╭─ DATASET CONTENT
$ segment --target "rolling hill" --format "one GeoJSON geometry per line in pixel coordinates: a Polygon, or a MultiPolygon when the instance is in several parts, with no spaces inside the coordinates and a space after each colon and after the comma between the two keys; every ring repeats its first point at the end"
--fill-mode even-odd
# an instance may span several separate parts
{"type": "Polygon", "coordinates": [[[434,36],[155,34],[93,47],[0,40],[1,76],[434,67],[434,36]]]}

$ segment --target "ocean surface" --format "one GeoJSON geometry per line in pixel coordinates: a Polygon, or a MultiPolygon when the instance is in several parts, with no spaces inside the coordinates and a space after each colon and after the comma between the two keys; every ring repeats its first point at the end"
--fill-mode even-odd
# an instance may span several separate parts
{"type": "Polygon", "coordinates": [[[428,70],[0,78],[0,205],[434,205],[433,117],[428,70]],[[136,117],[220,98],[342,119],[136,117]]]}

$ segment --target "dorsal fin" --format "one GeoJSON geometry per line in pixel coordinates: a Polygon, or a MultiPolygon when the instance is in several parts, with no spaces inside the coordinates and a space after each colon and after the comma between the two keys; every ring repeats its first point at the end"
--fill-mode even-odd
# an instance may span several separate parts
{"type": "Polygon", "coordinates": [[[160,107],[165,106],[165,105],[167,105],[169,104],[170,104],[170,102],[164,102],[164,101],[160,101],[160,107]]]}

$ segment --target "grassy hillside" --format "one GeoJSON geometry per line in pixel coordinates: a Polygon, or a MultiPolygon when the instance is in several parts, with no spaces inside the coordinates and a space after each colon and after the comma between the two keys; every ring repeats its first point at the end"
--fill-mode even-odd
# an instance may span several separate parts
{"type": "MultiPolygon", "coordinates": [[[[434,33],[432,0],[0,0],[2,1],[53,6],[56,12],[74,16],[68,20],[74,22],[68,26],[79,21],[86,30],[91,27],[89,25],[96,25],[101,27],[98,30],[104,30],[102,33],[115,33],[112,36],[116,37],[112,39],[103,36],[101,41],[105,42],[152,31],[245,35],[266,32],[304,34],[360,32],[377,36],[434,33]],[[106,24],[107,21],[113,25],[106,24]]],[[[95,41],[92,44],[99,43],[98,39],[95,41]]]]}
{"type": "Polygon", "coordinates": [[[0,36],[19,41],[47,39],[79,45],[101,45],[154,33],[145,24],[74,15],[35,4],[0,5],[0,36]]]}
╰─
How many lines in the material above contain the string "repeats", matching case exactly? Reply with the number only.

_SOLUTION TO THIS TASK_
4